● Excerpted text:
/---

In a recent article in The Washington Post, novelist Lionel Shriver argues that what really motivates most people to lose weight or quit smoking, despite what they may say, is not health but vanity—the joy of looking good.
To which I ask: Is there anything wrong with that?
True, there are nobler motivators for changing an unhealthy habit than vanity. In my book Changepower: 37 Secrets to Habit Change Success, I point out that there are three types of motivators. First, there are the “Eight Great Motivators.” These motivators are lofty ideas that are powerful enough to inspire change. Ideas like “being a role model for my child,” “love,” and “vitality” can lodge firmly in your higher brain, motivate you, and guide your behavior. (The Eight Great Motivators are: higher values (like health), higher goals, love and loving relationships, happiness, self-respect, becoming a positive role model, envisioning a better future, and spirituality.)

\---

● Source information:

/---

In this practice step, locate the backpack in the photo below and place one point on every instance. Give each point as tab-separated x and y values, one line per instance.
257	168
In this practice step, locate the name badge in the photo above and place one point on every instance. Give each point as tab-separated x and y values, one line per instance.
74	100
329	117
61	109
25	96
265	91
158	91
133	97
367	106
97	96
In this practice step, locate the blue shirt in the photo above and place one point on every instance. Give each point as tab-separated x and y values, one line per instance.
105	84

\---
/---

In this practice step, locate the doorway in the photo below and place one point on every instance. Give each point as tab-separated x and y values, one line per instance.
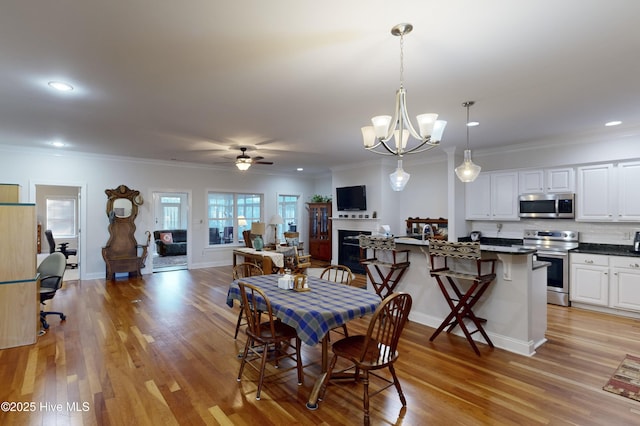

\---
/---

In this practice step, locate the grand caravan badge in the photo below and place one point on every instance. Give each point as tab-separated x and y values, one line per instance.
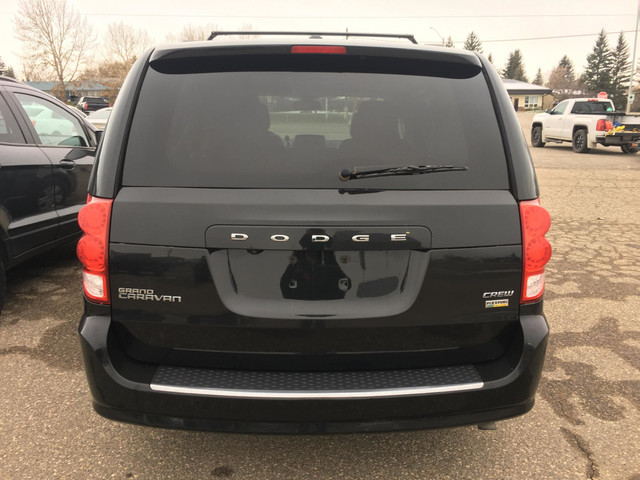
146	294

\---

● Prompt:
Please name what the habit-change text says Lionel Shriver argues really motivates most people to lose weight or quit smoking.

● Reply to the exercise:
Vanity, the joy of looking good.